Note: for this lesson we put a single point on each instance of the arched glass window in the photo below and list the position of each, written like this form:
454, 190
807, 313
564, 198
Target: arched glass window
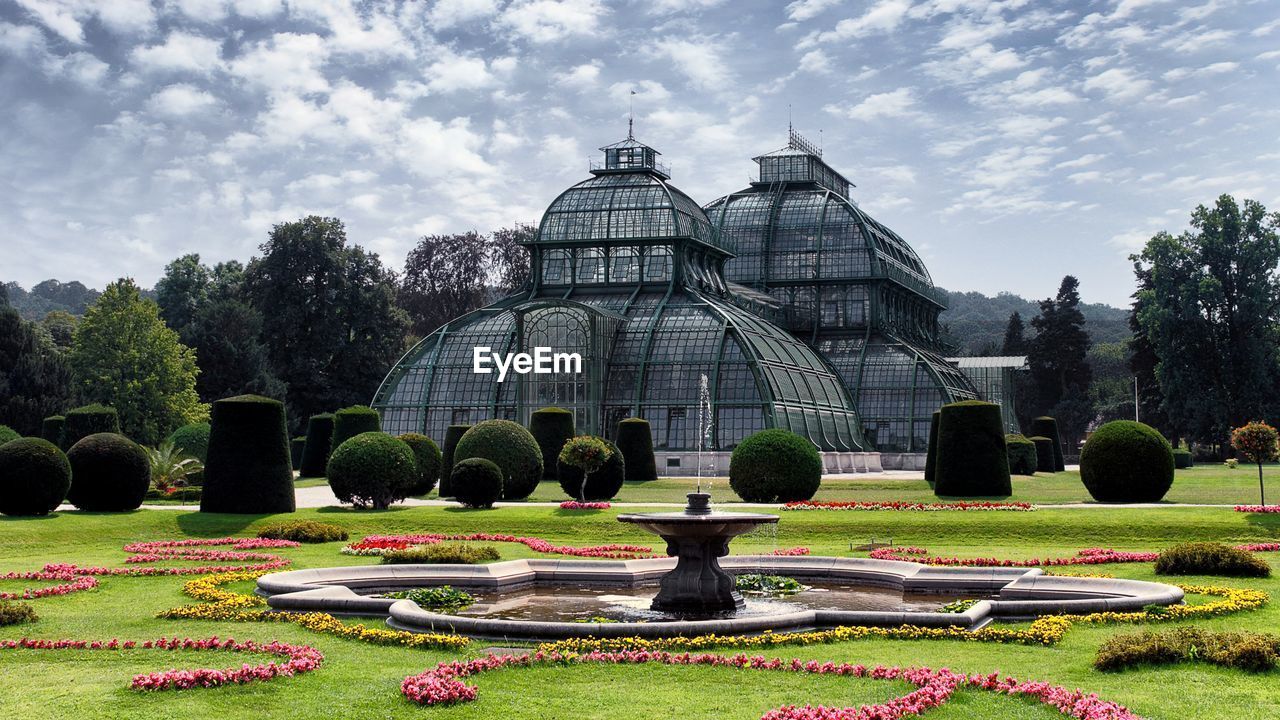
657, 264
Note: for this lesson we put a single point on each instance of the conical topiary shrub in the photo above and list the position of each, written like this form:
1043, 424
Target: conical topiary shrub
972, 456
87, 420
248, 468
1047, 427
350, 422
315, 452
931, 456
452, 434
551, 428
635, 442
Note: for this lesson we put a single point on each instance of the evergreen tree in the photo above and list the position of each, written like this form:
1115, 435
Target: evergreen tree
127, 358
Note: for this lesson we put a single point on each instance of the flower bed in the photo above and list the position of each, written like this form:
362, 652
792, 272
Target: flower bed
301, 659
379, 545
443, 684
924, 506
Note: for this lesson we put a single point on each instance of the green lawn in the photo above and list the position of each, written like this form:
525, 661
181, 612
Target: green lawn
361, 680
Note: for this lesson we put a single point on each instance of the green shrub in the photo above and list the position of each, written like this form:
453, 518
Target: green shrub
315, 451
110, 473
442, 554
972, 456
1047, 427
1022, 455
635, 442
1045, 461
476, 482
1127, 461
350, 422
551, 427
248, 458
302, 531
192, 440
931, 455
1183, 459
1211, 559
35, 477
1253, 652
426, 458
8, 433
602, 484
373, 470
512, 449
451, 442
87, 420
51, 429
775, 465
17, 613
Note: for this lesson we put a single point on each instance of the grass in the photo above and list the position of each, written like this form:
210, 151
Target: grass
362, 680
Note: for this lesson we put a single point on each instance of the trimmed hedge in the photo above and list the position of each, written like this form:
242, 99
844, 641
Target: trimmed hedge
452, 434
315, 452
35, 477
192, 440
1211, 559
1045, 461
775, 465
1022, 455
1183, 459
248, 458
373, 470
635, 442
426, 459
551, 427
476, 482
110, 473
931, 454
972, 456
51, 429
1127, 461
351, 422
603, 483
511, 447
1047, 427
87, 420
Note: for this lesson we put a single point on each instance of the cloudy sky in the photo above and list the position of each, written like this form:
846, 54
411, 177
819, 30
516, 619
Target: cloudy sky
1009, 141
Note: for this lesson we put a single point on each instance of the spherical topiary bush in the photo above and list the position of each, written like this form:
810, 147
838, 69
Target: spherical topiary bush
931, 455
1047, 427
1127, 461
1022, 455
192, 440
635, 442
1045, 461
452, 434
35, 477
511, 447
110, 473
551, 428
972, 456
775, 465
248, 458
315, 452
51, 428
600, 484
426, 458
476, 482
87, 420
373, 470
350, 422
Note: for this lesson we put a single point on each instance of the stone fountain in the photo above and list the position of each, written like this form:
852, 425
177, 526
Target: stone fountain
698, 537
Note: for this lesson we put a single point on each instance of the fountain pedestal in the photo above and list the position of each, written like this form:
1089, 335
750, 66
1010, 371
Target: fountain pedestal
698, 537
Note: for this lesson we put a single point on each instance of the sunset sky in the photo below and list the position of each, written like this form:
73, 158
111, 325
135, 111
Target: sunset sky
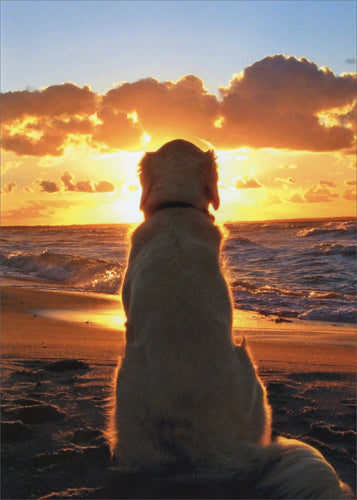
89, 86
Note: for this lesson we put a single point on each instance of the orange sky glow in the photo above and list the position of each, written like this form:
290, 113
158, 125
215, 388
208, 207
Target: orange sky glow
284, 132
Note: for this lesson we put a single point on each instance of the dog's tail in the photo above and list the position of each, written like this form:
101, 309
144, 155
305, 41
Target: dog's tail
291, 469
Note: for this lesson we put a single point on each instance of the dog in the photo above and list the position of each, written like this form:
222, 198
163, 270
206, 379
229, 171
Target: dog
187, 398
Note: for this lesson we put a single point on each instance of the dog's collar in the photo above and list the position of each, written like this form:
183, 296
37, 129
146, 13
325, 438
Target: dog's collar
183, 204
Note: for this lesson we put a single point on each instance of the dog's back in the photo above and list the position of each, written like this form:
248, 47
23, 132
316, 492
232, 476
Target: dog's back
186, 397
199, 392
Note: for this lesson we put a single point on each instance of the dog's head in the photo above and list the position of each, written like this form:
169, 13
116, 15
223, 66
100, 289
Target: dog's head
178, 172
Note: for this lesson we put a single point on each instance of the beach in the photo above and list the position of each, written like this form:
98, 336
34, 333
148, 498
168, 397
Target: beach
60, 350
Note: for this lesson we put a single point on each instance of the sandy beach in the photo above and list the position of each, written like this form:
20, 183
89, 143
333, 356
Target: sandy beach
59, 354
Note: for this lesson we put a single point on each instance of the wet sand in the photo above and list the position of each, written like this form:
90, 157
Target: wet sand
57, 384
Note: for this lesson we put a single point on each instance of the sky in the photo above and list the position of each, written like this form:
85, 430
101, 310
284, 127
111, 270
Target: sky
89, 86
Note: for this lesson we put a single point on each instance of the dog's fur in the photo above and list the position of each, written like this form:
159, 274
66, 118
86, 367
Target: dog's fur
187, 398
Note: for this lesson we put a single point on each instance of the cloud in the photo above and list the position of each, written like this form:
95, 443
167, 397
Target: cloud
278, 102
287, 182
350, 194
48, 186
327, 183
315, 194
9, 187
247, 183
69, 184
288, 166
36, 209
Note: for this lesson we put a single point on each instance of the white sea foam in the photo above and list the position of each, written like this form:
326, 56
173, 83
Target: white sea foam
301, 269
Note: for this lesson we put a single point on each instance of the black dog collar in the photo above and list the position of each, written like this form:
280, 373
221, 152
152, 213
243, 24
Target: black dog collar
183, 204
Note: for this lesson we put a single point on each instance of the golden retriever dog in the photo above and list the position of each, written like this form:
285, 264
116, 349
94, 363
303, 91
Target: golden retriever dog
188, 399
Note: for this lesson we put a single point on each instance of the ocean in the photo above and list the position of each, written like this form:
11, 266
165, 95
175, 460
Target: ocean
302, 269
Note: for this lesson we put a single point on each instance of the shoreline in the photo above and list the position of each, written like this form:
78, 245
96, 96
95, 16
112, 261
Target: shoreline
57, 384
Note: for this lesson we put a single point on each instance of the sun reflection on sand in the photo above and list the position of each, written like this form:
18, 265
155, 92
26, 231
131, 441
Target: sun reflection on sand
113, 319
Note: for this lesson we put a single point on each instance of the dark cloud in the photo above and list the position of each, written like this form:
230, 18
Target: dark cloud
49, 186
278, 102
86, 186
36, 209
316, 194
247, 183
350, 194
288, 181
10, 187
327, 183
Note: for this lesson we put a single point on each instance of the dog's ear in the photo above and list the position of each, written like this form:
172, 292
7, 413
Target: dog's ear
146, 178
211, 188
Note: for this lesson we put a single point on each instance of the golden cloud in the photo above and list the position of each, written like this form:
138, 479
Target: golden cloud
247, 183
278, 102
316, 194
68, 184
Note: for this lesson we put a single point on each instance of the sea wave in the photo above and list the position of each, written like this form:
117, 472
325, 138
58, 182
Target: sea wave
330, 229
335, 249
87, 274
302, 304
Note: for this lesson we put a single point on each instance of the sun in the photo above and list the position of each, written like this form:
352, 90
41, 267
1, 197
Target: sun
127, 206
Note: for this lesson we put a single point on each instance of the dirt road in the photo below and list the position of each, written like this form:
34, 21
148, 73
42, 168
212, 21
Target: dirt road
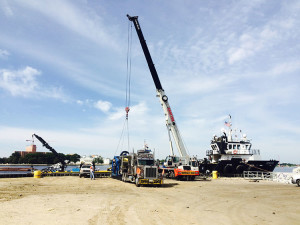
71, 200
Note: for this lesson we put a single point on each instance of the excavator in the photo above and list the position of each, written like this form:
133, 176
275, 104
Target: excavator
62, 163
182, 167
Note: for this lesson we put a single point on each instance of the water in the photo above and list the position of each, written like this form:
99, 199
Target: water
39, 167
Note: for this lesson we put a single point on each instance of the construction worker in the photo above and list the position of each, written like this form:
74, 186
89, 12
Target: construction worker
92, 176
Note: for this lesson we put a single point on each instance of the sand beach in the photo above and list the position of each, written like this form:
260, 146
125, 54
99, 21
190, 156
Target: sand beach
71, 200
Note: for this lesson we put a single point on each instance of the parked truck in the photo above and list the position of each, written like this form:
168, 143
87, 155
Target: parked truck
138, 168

_____

WRITTEN INSTRUCTION — Word for word, quote the full listing, omitting every picture.

RESULT OF THIS EXERCISE —
Note: for this lesson we put a single point on each instance of the arched glass window in the photo below and list the position of each, written like this form:
454, 190
807, 313
564, 198
Target: arched glass window
657, 264
Note: for this lesson we put a single point on each instance of the conical topiary shrub in the photo above and list the position of each, written like this form:
1043, 424
Target: conical topiary shrub
972, 456
87, 420
248, 468
1047, 427
350, 422
315, 452
931, 456
452, 434
551, 428
635, 442
Note: for this lesson we put a single point on each instance of the evergreen tree in the photo above and list the position of each, written like this form:
1115, 435
Target: evergreen tree
127, 358
Note: for this lesson we put a single point on each instance of the flower bed in the photo above and list the position of each, written like this form:
362, 652
792, 272
Target: flower bed
301, 659
379, 545
443, 684
924, 506
Note: for this lesson we put a single point on each instance of the green lawn in the photo above and list the position of each, written like this form:
525, 661
181, 612
Target: green lawn
361, 680
Note: for this lesson we put a single point on each instance of the green shrub in the photo above and list the position of each, written like this form:
453, 518
Target: green shrub
315, 451
110, 473
442, 554
972, 456
1047, 427
1022, 455
635, 442
1045, 461
476, 482
1127, 461
350, 422
551, 427
248, 458
302, 531
192, 440
931, 455
1183, 459
1211, 559
35, 477
1253, 652
426, 458
8, 433
602, 484
373, 470
512, 449
451, 442
87, 420
51, 429
775, 465
17, 613
Note: for this lesson we put a single point on each instance of the grass in the photo above and list the position of each, written like this form:
210, 151
Target: grass
362, 680
Note: for this lesson we put a single point on each instance of the trimmed hedge in the photo above and list the position of each, written like this form:
242, 99
844, 641
Target: trimmed hedge
452, 434
315, 452
35, 477
192, 440
1211, 559
1045, 461
775, 465
1022, 455
1183, 459
248, 458
373, 470
635, 442
426, 459
551, 427
476, 482
110, 473
931, 454
972, 456
51, 429
1127, 461
351, 422
603, 483
511, 447
1047, 427
87, 420
Note: for this lesson we put a single point on each instance of the cloudy sky in the photo above and list the position of each, written like this form:
846, 54
411, 177
819, 30
516, 619
Target: cloudy sky
1009, 141
Note: for this lesson we put a single point on each instance of the spherical topiary bush in the photo above and list the position of each, written like this form:
810, 147
838, 69
Target: spherical topiary bush
931, 455
1047, 427
1127, 461
1022, 455
192, 440
635, 442
1045, 461
452, 434
35, 477
511, 447
110, 473
551, 428
972, 456
775, 465
248, 458
315, 452
51, 428
600, 484
426, 458
476, 482
87, 420
373, 470
350, 422
Note: for this lesson we put a single point on each instance of the stone fountain in the photo above and list the position of each, written like this form:
852, 425
177, 526
Target: stone fountain
698, 537
Note: for this lesson we put a single point on each instance of the fountain pedestal in the photo above and list the position of each, written like this form:
1089, 335
750, 66
1010, 371
Target: fountain pedestal
698, 537
Note: for this lesson we put a single point on each instance of the sunset sky in the photo below and list the position of each, written like this form:
73, 158
111, 325
135, 111
Target: sunset sky
89, 86
Note: for this lesson we put a single point on each instance of the orange sky glow in the photo above and list the position of each, written like this form:
290, 113
158, 125
215, 388
208, 207
Target: orange sky glow
284, 132
Note: for this lesson we put a single point on each instance of the dog's tail in the photo above and list the position of each, written like this form:
101, 309
144, 155
305, 41
Target: dog's tail
291, 469
Note: for this lesson we put a single point on each instance of the dog in the photo above and list the position of each, written like this form:
222, 198
163, 270
206, 379
229, 171
Target: dog
187, 398
Note: for this lesson we put a single point on each instance of the dog's collar in the photo above and list the position of each, written like this form:
183, 296
37, 129
146, 13
325, 438
Target: dog's collar
183, 204
Note: for this lesson we put a single point on each instance of the dog's back in the photo above and list the position of each, written like this form:
248, 47
23, 132
316, 492
232, 476
Target: dog's back
186, 397
199, 392
Note: for this lesson we put a single point on each instance of the dog's head in the photo above and list the position of each, written like this form:
169, 13
116, 15
223, 66
100, 289
Target: dog's head
178, 172
Note: for this lesson we put a single point on each instance of the beach in the photo above and list the position of each, written like this form:
98, 336
34, 333
148, 498
168, 397
Target: beach
60, 350
Note: for this lesson we put a single point on each instance of the sandy beach in the photo above and list the position of each, written like this form:
20, 183
89, 143
333, 356
Target: sandy beach
59, 354
Note: for this lesson we put a single point on each instance of the wet sand in the photo above and list the position of each, written like this form:
90, 157
Target: wet sand
57, 384
Note: for this lesson we put a single point on each instance of the sky in the photo above and list the position of each, written like this form:
85, 430
101, 310
284, 127
111, 270
Target: sky
89, 86
Note: for this lesson we put a single point on each instance of the dog's fur in the photo above and list the position of each, written like this form:
159, 274
66, 118
86, 367
Target: dog's fur
187, 398
Note: for this lesson we put a single point on each instance of the cloud in the photo above and list the position of each, written like this form:
95, 443
167, 397
Target: cloud
278, 102
287, 182
350, 194
48, 186
327, 183
315, 194
9, 187
247, 183
69, 184
288, 166
36, 209
Note: for this lesson we put a single point on each instance of the white sea foam in the photo above and list the position of each, written like this form:
326, 56
173, 83
Target: white sea foam
301, 269
Note: for this lesson we put a single point on each instance of the black dog collar in the photo above and list the position of each, written like this form:
280, 373
221, 152
152, 213
243, 24
Target: black dog collar
183, 204
Note: for this lesson we put a single point on each instance of the golden retriever dog in the photo above and list the position of each, written like this form:
285, 264
116, 349
94, 363
303, 91
Target: golden retriever dog
188, 399
Note: for this lesson we put a single point on each instance of the ocean in the photo above and list the position of each, written like this form:
11, 266
165, 95
175, 460
Target: ocean
302, 269
Note: for this lesson we put a single point on each instance of the shoreline in the photo above and list the position of each, written like this form:
78, 245
96, 96
95, 16
112, 261
Target: shoreline
57, 384
Note: for this lesson we put a single point on each instance of the sun reflection on sand in the photo above and list the position of each, written like this form:
18, 265
155, 92
26, 231
131, 441
Target: sun reflection on sand
113, 319
Note: for this lesson we put a single point on each instance of the dark cloud in the photo above and list the position of each, written like this form:
230, 18
Target: dark cloud
49, 186
278, 102
86, 186
36, 209
316, 194
247, 183
350, 194
288, 181
10, 187
327, 183
Note: for this lesson we put a single point on each instance of the dog's ear in the photo above and list the position of each, written like this form:
172, 292
7, 413
Target: dog's ear
146, 178
211, 188
Note: for this lesson we put a single point on each instance of the golden cloud in the photo above and list the position of each, written like this form:
138, 479
Target: golden cloud
247, 183
278, 102
316, 194
68, 184
Note: for this lesson we put a single point on each instance of the sea wave in the photo above and list the position of each, written like this form:
117, 472
325, 138
58, 182
Target: sea wave
330, 229
335, 249
87, 274
302, 304
Note: for this lesson we put a single point on each instance of the sun in the photo above and list the position of each, written like this form:
352, 90
41, 267
1, 197
Target: sun
127, 206
Note: for this lesson we put a single point on each instance of the dirt road in the photo below and list the position of each, written like this form:
34, 21
148, 73
42, 168
212, 21
Target: dirt road
71, 200
Note: for this lesson we put a single point on each instance of the excavator in the photo above and list the position of each, written like this form:
133, 176
275, 104
Target: excavator
62, 163
182, 167
Note: for this lesson we put a single point on each instance of the water in the photo above and list the position of each, written like this form:
99, 199
Target: water
39, 167
Note: for this lesson we put a single point on each instance of the construction worker in the photo above and list the position of each, written like this form:
74, 186
89, 12
Target: construction worker
92, 176
Note: for this lesson we put a single point on each instance of the sand beach in the photo above and list the position of each, written like this form:
260, 146
125, 54
99, 21
190, 156
Target: sand beach
71, 200
Note: for this lesson we put a single point on each instance of the parked truck in the photo above and list the position of each, written like this form:
168, 143
87, 155
Target: parked truck
138, 168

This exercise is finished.